# Indicaciones:
Transcriba sin cambios, del fragmento sobre los Cuatro de la Rioja, el pasaje que se inicia con las palabras "Sin embargo, recién" y concluye con "demonios, sino santos.".

# Fragmento seleccionado:
⟨

Sin embargo, recién el 10 de mayo de este año, esta misma Iglesia Católica acaba de declarar mártires y "beatos" en el cielo a los cuatro hombres asesinados por esta dictadura que ella misma había glorificado como el "brazo de Dios"!

Cuando estos cuatro hombres de Dios corría gravísimo peligro, la Iglesia, (que lo sabía todo porque tenía acceso privilegiado a la dictadura) no sólo no levantó un dedo para defenderlos, sino que hizo todo lo posible, por el contrario, para desacreditarlos y hacer que la carga sobre ellos fuera aún más pesada. Y luego, cuarenta años después, ahora que están muertos y la dictadura ha sido derrocada, simplemente declara al mundo que estos hombres no eran demonios, sino santos.


No cabe duda que los Cuatro de la Rioja eran santos, pero eran santos por haber cometido el grave pecado de compartir la vida de los pobres y de los descontentos, denunciando la injusticia imperante y combatiéndola. Estaban involucrados con grupos que reclamaban sus derechos y exigían cambios. No empujaban a nadie a la violencia, pero no dudaban en dejar claro que la terrible violencia que asolaba el país no era causada por los pobres, sino por aquellos que abusaban de ellos, no de los trabajadores sobreexplotados que tenían todas las razones de rebelarse, sino de las enormes injusticias y las intolerables desigualdades causadas por la corrupción, la rapacidad, la dureza, la ceguera y la crueldad de los grandes propietarios, y de sus esbirros y amigos incondicionales de la policía y del ejército, debidamente formateados, adoctrinados, armados y piloteados por el "hermano mayor" de la humanidad, el  que goza todavía de muy buena salud, y que es venerado, envidiado, copiado y odiado por el mundo entero.

⟩

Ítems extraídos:
⟨

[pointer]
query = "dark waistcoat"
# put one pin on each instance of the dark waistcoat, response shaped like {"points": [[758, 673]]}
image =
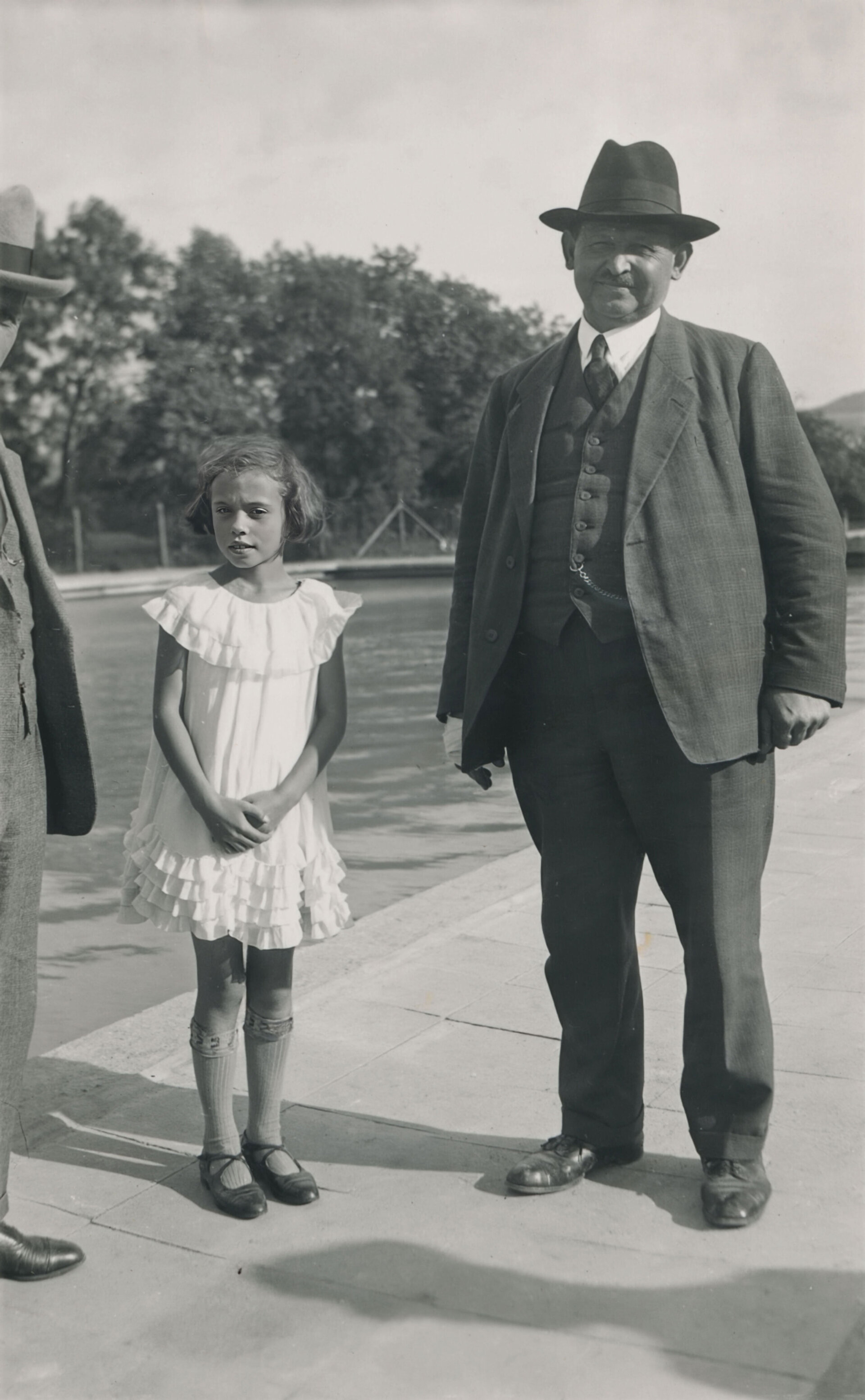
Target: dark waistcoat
{"points": [[577, 523]]}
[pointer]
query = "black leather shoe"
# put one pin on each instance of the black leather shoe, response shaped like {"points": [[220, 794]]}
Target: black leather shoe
{"points": [[31, 1258], [246, 1202], [734, 1193], [291, 1188], [563, 1163]]}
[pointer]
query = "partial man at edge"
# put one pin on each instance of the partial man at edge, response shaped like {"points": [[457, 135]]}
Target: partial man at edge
{"points": [[45, 770], [649, 598]]}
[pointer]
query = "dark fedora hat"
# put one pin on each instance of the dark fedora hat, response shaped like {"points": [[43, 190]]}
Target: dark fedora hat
{"points": [[637, 181]]}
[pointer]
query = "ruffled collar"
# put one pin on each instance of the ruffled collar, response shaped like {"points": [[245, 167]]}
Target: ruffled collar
{"points": [[280, 637]]}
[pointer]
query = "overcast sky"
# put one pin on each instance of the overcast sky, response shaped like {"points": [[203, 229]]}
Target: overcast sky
{"points": [[448, 125]]}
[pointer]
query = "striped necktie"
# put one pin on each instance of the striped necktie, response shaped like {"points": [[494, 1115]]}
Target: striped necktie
{"points": [[600, 374]]}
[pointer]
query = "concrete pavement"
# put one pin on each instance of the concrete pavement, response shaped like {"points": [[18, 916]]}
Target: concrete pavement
{"points": [[424, 1064]]}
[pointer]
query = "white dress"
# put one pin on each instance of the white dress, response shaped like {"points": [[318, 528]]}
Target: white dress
{"points": [[250, 706]]}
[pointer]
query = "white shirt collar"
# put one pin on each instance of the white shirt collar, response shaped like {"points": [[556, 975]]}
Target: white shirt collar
{"points": [[625, 344]]}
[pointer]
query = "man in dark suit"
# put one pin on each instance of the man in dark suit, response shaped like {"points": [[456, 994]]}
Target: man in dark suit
{"points": [[45, 772], [649, 598]]}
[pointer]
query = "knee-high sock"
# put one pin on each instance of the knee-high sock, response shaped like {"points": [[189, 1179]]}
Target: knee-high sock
{"points": [[214, 1062], [266, 1046]]}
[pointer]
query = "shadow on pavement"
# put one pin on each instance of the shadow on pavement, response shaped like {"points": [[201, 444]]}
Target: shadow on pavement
{"points": [[86, 1116], [745, 1325]]}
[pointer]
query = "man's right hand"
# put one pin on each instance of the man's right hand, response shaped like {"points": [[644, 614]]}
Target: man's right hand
{"points": [[453, 741], [483, 777]]}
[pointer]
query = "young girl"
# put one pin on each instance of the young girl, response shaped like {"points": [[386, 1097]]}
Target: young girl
{"points": [[232, 838]]}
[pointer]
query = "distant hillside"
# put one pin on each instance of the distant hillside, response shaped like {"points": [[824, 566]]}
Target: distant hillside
{"points": [[847, 412]]}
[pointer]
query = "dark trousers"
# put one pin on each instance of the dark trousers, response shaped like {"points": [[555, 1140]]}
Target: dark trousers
{"points": [[602, 783], [22, 855]]}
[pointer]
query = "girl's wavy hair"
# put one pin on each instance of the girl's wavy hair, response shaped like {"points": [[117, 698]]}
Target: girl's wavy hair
{"points": [[304, 505]]}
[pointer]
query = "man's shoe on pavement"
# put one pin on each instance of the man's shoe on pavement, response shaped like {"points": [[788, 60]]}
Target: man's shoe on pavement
{"points": [[563, 1163], [734, 1193], [31, 1258]]}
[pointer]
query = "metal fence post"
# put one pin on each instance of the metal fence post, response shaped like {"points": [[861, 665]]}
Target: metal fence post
{"points": [[163, 534], [77, 540]]}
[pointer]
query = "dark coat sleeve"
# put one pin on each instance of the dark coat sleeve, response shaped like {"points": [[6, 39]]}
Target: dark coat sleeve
{"points": [[472, 523], [69, 779], [801, 538]]}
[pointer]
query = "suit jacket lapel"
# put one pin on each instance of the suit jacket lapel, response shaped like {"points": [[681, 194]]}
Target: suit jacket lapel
{"points": [[668, 398], [525, 425]]}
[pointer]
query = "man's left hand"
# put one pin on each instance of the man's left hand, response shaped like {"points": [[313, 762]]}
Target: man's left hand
{"points": [[788, 717]]}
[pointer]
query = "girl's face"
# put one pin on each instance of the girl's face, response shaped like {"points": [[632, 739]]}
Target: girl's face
{"points": [[248, 518]]}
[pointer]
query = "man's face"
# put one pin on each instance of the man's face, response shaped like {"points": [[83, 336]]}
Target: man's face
{"points": [[624, 271], [12, 307]]}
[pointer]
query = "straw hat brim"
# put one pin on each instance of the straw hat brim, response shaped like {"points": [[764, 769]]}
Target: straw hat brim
{"points": [[45, 289]]}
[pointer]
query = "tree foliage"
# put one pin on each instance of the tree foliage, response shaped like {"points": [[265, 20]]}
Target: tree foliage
{"points": [[373, 370], [842, 457]]}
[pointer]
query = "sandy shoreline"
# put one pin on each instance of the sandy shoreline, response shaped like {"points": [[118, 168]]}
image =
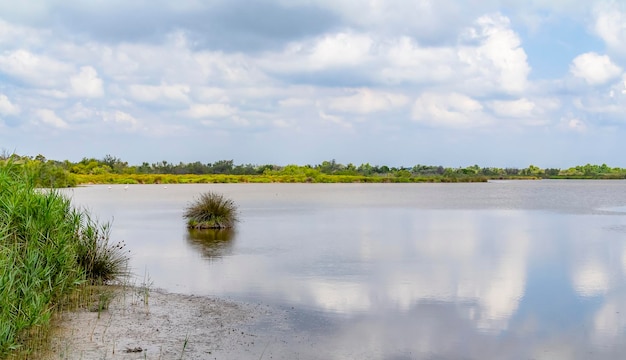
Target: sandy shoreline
{"points": [[170, 326]]}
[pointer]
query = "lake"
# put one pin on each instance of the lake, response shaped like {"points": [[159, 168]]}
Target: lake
{"points": [[504, 269]]}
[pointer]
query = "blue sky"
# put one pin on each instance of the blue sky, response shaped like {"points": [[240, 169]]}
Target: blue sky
{"points": [[503, 83]]}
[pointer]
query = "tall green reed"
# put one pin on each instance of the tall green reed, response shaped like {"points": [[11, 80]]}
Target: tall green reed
{"points": [[47, 249]]}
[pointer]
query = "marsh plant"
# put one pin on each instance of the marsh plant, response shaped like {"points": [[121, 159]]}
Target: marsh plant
{"points": [[48, 250], [211, 211]]}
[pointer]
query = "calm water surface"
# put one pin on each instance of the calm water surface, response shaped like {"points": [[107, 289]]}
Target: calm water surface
{"points": [[515, 270]]}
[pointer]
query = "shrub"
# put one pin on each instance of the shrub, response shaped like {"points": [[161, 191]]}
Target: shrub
{"points": [[211, 211]]}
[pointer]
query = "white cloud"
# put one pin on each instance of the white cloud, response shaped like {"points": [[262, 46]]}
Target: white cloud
{"points": [[147, 93], [39, 70], [198, 111], [365, 101], [498, 60], [341, 49], [610, 25], [573, 124], [49, 117], [407, 61], [595, 69], [7, 107], [121, 120], [449, 110], [87, 83], [517, 108]]}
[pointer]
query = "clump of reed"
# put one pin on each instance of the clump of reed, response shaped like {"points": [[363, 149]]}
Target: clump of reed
{"points": [[47, 250], [211, 211]]}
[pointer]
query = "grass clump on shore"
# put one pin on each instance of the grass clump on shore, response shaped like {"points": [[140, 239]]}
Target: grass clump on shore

⟩

# Ejercicio resuelto:
Sin embargo, recién el 10 de mayo de este año, esta misma Iglesia Católica acaba de declarar mártires y "beatos" en el cielo a los cuatro hombres asesinados por esta dictadura que ella misma había glorificado como el "brazo de Dios"!

Cuando estos cuatro hombres de Dios corría gravísimo peligro, la Iglesia, (que lo sabía todo porque tenía acceso privilegiado a la dictadura) no sólo no levantó un dedo para defenderlos, sino que hizo todo lo posible, por el contrario, para desacreditarlos y hacer que la carga sobre ellos fuera aún más pesada. Y luego, cuarenta años después, ahora que están muertos y la dictadura ha sido derrocada, simplemente declara al mundo que estos hombres no eran demonios, sino santos.